--- start ---
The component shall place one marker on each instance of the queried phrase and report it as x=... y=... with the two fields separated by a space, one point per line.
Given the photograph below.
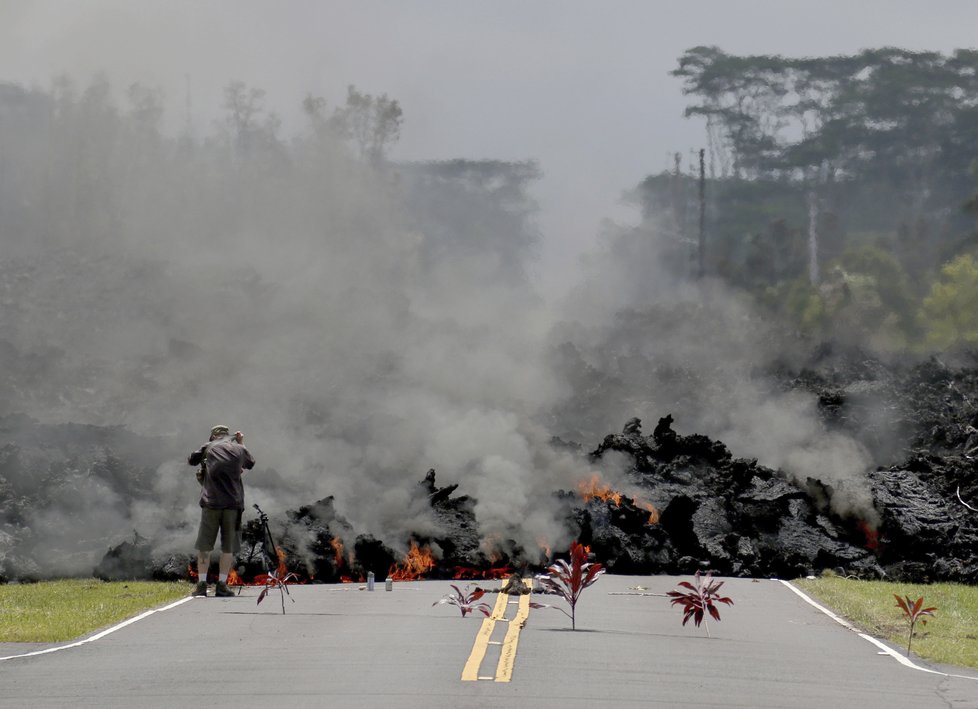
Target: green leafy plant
x=273 y=581
x=913 y=611
x=700 y=598
x=466 y=601
x=568 y=579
--- end ---
Task objective
Could you output the data above as a two-column CSV with the headers input and output, one row per block, putting the text in input and its answer in output? Put each value in a single quoted field with line breaks changed to spaces, and leave the pictures out.

Full response
input,output
"The component shall place one marker on each instance of the queried phrase and report it as x=... y=... with the two fields separated by a space, one point per line. Given the photograph below. Target: green leafy plant","x=273 y=581 x=913 y=611 x=700 y=598 x=466 y=601 x=568 y=579"